Reproduce the section of the probability study notes below word for word, beginning at "- Countable values" and ending after "commuting time, etc.".

TEXT SHOWN:
========================================================================
Study Notes on Probability and Probability Distributions

Probability as a Measure of Uncertainty
- Introduced basic probability rules
- Theoretical vs. empirical probability
- Empirical probability calculated from relative frequencies
Transition to exploring probabilities of all possible outcomes

Definition: A tool to describe the behavior of all possible outcomes of a random variable
Random variable:
- Possible values are determined randomly by chance
- Cannot predict which value will occur in the short run, but shows a pattern in the long run
- In statistics, refers to numerical variables
Types of Random Variables:
- Discrete Random Variable
- Can take certain distinct or separate values
- Examples:
  - Number of phone calls received in a day (0, 1, 2, 3…)
  - Countable values with finite or countably infinite outcomes
  - Note: Non-finite values like 2.5 phone calls don’t make sense
- Continuous Random Variable
- Can take any value within an interval
- Examples include measurements like height, weight, commuting time, etc.
- Possible values can’t be listed due to infinitude in any interval (e.g., 0 to 0.1 has infinitely many values)
========================================================================
EXCERPTED DATA:
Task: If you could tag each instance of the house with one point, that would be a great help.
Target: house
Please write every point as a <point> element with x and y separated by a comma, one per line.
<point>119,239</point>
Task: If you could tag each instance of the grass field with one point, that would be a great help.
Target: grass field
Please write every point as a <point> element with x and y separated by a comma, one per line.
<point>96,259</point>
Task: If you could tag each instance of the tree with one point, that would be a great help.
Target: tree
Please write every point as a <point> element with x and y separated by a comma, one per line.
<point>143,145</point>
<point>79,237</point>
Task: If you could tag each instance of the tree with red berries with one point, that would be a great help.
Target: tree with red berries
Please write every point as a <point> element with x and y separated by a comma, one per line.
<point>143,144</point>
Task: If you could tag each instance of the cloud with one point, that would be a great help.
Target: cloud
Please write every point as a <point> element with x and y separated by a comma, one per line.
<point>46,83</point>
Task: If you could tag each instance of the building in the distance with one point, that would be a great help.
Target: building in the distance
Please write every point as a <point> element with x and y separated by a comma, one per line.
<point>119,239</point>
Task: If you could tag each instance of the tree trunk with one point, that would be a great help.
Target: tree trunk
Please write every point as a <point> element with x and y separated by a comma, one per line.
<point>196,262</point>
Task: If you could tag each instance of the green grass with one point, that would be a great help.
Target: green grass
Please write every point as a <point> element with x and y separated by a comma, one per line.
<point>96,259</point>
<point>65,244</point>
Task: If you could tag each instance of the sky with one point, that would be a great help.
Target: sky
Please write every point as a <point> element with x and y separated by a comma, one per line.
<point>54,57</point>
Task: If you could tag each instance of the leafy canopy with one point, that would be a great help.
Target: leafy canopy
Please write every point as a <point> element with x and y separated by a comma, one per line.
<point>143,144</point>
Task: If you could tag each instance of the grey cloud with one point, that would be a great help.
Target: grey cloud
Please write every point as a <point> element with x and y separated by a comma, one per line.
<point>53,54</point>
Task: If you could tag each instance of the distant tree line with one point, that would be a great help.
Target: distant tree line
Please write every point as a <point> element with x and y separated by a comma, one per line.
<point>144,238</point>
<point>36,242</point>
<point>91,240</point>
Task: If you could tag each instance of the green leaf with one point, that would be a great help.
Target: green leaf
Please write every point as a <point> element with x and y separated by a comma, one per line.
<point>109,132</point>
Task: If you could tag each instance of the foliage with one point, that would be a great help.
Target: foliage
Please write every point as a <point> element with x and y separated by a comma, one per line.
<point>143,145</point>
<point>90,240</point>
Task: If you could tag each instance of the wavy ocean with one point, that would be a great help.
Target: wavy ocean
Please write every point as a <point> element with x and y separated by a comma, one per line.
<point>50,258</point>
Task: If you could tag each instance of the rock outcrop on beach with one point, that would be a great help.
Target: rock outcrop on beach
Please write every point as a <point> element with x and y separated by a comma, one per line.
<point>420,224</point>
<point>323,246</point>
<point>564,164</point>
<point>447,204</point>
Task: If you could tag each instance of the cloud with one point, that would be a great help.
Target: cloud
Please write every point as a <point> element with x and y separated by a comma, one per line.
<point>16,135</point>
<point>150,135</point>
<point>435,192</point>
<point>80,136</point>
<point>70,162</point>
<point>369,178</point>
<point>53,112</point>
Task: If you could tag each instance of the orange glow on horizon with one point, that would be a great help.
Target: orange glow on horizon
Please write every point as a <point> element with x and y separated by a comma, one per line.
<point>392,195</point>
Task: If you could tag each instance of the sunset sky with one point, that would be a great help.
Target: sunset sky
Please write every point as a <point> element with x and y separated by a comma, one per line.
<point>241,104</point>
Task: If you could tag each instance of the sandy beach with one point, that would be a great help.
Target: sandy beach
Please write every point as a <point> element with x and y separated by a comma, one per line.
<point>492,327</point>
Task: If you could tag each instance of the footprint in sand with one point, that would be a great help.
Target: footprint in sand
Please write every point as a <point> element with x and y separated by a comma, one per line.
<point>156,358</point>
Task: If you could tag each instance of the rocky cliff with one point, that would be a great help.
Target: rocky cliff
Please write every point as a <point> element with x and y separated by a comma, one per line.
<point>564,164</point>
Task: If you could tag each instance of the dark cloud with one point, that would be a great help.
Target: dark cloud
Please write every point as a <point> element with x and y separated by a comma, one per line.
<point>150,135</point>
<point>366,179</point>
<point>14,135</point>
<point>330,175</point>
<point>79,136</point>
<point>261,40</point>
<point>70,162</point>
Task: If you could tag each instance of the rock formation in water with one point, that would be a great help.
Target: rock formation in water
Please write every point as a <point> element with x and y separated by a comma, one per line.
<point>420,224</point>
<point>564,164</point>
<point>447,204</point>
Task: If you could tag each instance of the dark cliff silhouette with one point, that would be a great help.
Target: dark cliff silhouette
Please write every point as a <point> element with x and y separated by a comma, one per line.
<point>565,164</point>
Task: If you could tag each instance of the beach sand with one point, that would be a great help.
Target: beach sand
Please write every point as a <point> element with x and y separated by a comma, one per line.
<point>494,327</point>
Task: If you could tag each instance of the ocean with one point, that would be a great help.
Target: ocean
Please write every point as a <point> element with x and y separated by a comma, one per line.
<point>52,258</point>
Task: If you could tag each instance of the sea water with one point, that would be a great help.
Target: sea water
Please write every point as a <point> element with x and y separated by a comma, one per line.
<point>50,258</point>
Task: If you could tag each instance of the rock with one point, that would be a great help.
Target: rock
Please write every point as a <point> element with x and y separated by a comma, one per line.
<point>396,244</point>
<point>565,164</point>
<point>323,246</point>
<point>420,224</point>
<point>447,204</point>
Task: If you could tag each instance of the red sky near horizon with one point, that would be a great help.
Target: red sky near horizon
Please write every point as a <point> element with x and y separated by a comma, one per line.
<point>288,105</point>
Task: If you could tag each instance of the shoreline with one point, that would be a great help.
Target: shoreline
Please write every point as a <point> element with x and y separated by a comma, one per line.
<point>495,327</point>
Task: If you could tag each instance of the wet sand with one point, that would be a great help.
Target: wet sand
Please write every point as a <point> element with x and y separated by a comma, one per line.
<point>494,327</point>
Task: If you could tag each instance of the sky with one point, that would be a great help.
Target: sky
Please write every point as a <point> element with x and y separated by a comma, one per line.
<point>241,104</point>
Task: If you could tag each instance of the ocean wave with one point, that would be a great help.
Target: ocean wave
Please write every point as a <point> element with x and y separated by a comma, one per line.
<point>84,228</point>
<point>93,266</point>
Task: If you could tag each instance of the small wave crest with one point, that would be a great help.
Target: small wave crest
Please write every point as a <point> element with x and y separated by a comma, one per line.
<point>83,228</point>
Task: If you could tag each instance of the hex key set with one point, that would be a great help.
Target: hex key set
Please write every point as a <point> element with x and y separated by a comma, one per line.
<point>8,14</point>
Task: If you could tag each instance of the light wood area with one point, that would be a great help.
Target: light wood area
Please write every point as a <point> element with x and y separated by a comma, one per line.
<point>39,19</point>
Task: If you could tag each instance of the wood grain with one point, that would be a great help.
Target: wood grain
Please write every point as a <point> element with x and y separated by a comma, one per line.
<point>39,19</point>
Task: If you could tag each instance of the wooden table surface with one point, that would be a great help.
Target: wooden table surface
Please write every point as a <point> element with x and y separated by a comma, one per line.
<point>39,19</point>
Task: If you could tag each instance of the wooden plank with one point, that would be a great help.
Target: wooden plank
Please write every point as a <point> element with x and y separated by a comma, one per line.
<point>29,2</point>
========================================================================
WRITTEN RESPONSE:
- Countable values with finite or countably infinite outcomes
  - Note: Non-finite values like 2.5 phone calls don’t make sense
- Continuous Random Variable
- Can take any value within an interval
- Examples include measurements like height, weight, commuting time, etc.